== WORK TO DO ==
Please quote the records below word for word, beginning at the line that contains "Note for the class: annotate every instance of the man" and continuing through the last line of the records.

Start of INFORMATION SHOWN

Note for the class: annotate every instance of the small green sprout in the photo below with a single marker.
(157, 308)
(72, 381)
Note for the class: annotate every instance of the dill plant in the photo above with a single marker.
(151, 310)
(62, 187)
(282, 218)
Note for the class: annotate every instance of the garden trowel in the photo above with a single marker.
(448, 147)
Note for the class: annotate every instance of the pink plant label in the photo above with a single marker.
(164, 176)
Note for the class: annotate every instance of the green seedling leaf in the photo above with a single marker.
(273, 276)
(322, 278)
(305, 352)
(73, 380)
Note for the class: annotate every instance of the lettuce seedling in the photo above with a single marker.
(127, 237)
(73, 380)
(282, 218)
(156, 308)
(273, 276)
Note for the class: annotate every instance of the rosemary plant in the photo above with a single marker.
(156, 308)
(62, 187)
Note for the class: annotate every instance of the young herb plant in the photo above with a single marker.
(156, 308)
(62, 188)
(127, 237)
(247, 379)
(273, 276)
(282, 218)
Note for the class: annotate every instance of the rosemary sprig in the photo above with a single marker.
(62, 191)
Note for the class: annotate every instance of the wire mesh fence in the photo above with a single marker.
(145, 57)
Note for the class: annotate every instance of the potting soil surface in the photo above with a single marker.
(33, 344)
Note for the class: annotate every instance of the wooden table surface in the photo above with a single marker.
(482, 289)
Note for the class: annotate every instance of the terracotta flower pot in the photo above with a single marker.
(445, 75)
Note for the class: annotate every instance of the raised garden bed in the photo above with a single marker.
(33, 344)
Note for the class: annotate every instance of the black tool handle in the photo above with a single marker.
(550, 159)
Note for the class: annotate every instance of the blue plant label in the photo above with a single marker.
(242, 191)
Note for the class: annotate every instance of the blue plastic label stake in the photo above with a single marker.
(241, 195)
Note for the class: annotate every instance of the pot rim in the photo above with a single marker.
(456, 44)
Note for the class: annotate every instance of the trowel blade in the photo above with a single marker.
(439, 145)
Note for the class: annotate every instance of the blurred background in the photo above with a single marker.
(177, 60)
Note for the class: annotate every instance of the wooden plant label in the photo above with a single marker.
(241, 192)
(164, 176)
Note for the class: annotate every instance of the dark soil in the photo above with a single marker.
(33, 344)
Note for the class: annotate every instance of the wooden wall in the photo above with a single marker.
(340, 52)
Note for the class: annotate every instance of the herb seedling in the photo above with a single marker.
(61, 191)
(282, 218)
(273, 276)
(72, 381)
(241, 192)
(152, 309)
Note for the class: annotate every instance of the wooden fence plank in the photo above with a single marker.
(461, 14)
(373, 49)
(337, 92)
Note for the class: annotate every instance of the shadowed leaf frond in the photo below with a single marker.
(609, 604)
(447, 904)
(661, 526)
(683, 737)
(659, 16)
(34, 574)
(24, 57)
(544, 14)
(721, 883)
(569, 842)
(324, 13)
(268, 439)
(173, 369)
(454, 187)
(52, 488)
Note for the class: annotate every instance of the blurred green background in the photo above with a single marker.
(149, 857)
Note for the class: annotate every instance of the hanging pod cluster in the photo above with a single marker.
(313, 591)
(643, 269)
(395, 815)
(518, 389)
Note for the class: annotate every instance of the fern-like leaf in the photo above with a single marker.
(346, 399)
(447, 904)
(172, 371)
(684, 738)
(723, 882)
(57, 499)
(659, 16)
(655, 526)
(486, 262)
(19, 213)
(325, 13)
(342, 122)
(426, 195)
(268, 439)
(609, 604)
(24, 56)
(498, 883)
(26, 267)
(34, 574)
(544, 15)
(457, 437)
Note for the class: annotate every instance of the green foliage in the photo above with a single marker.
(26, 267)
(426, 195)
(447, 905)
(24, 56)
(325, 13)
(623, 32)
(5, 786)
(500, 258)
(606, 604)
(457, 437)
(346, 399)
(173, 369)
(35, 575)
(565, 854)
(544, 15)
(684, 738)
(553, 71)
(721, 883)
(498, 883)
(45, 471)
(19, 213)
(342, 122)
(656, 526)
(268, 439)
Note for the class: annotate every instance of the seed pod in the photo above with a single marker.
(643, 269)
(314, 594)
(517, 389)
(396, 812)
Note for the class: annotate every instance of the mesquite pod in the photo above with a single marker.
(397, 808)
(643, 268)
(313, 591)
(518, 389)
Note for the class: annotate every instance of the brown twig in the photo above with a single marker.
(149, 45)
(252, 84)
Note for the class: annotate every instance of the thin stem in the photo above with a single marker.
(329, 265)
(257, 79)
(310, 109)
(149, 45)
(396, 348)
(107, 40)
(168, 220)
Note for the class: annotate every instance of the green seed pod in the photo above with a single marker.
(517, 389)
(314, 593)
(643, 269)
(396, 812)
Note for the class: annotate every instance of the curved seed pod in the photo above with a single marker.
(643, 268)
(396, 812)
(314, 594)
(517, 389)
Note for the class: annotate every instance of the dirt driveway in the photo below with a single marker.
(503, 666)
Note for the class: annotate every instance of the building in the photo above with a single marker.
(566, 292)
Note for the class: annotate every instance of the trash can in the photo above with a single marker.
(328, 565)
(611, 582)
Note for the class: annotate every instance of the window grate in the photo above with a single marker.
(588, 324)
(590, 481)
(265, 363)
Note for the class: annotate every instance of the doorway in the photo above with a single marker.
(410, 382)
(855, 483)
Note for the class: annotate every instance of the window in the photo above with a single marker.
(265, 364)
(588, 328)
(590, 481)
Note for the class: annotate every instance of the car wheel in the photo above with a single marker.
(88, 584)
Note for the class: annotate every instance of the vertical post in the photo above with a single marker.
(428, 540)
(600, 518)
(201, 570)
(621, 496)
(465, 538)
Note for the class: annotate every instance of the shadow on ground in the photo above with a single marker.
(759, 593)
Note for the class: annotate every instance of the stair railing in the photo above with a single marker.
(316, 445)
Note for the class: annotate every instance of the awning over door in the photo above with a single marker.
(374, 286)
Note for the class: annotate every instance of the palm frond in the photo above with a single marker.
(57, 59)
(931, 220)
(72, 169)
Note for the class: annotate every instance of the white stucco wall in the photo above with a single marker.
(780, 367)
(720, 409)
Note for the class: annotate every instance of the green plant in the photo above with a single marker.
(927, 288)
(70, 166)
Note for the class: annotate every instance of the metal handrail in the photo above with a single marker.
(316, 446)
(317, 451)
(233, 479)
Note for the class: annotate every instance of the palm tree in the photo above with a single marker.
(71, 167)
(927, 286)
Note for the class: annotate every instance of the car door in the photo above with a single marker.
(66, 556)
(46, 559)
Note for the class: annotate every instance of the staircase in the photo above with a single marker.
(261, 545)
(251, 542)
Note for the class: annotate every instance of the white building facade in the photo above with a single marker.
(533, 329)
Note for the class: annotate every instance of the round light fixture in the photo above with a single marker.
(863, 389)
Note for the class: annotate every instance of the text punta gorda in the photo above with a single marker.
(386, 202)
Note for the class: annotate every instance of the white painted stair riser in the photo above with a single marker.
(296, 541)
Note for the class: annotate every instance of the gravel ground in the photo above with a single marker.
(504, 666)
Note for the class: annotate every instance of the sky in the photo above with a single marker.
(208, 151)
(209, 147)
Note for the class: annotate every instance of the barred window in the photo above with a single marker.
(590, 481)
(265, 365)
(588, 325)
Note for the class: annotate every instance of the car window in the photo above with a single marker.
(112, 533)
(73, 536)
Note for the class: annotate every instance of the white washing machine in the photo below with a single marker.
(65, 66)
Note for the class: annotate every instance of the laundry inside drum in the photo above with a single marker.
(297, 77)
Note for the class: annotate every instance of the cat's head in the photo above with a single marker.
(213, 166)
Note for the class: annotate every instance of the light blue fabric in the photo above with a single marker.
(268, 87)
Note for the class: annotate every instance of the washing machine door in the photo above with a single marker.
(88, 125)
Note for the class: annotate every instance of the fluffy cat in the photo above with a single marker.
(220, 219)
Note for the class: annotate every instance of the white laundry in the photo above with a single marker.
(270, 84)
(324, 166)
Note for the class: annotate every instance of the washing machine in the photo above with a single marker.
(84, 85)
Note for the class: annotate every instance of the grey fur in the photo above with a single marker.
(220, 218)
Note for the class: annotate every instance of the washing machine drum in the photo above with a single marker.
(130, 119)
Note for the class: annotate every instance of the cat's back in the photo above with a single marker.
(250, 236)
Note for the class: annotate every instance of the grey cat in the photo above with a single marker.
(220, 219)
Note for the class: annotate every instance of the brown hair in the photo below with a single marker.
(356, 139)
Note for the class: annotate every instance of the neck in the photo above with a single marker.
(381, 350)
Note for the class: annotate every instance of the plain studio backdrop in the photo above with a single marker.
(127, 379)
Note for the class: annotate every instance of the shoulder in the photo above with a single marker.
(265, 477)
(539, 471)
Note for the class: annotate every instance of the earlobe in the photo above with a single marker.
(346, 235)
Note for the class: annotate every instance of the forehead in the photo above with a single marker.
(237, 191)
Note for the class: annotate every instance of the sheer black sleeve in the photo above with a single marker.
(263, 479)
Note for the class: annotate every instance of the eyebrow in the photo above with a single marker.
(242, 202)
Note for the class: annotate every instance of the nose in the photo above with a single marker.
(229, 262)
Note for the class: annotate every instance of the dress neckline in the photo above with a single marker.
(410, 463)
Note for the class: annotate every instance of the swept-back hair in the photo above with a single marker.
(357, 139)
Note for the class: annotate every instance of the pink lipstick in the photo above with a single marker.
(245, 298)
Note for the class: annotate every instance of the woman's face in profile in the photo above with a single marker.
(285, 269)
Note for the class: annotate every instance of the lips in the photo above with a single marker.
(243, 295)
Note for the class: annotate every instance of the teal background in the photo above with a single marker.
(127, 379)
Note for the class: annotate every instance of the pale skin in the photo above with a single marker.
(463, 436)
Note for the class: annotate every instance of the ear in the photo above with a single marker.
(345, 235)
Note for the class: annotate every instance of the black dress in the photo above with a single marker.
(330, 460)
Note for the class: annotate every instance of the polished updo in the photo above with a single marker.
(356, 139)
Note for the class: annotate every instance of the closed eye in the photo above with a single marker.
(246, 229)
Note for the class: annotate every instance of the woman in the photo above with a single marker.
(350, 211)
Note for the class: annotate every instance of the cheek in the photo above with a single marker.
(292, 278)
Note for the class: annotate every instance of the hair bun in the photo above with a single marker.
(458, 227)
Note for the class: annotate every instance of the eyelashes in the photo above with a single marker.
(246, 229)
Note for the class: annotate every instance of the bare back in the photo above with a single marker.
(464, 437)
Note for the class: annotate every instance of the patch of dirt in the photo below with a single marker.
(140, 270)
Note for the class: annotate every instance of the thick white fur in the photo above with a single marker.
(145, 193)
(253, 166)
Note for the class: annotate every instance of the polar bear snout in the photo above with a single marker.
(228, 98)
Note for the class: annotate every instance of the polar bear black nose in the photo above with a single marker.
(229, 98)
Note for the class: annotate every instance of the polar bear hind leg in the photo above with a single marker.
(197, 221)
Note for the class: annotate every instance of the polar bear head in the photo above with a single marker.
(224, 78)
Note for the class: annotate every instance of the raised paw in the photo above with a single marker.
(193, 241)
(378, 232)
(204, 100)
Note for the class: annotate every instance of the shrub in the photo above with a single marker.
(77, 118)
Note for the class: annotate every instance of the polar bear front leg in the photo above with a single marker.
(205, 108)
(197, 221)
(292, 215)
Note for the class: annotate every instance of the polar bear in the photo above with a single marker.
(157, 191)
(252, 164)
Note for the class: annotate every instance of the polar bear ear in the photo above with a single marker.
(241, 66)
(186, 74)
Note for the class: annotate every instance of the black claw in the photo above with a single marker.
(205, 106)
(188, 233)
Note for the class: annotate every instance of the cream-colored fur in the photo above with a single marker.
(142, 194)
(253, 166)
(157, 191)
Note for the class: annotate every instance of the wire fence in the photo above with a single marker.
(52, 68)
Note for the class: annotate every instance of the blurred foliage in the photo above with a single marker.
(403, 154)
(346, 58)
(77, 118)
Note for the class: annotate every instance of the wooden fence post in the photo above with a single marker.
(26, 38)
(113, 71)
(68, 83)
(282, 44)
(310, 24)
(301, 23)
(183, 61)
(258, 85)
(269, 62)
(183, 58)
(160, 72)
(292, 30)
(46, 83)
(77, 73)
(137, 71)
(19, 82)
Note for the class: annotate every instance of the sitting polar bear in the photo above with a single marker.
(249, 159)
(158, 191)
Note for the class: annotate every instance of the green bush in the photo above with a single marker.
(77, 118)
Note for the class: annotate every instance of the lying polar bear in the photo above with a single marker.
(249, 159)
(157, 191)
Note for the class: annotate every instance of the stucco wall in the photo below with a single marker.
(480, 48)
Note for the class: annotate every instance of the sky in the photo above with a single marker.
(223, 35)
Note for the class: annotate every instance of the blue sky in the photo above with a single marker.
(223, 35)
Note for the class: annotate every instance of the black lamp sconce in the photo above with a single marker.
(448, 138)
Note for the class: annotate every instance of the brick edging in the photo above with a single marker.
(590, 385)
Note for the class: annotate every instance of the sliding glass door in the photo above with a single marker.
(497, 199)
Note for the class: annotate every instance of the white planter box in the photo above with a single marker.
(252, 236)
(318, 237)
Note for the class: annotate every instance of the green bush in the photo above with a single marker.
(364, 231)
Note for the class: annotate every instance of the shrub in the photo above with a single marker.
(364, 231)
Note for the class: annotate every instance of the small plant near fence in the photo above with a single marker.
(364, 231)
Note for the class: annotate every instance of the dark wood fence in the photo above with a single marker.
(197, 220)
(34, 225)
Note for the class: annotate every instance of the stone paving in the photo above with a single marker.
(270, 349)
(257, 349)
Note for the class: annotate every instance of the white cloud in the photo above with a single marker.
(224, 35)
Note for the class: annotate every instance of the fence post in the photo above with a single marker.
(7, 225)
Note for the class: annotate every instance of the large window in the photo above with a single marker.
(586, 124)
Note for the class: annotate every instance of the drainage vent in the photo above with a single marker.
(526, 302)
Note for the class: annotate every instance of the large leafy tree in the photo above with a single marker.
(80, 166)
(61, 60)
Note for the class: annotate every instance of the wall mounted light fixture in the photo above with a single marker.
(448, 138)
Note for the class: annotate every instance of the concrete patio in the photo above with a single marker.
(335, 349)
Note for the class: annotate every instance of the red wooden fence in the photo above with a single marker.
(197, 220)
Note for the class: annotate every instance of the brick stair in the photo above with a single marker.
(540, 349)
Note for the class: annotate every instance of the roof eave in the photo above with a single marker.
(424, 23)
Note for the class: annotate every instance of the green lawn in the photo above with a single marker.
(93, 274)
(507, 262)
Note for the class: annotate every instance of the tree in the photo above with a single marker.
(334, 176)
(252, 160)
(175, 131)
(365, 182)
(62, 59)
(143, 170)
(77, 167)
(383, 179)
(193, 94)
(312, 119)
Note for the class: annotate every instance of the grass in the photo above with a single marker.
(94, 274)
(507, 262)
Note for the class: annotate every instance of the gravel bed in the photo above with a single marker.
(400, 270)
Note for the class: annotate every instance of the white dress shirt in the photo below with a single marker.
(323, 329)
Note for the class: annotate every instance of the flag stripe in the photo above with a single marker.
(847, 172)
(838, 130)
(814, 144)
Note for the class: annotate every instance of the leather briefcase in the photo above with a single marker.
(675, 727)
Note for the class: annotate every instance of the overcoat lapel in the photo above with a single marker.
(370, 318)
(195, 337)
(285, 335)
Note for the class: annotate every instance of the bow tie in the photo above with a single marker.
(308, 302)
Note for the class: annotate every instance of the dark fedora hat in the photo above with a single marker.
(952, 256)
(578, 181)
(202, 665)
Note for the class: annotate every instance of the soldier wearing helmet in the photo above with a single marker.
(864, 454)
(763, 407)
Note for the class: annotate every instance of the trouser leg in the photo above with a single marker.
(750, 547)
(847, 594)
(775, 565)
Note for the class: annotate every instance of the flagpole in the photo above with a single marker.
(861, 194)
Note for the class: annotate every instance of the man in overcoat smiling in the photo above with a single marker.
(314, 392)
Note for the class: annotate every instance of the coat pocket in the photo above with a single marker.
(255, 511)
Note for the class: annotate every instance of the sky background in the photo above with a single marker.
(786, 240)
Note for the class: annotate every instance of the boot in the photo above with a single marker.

End of INFORMATION SHOWN

== WRITTEN ANSWER ==
Note for the class: annotate every instance of the man in overcoat smiling in the photo above with a single marker.
(314, 392)
Note for the class: annotate every instance of the coat pocket in the photo above with a single marker.
(255, 511)
Note for the class: annotate every instance of the sky background in the photo above with a single marker.
(786, 240)
Note for the class: annotate every instance of the boot in the photo above with a single marker.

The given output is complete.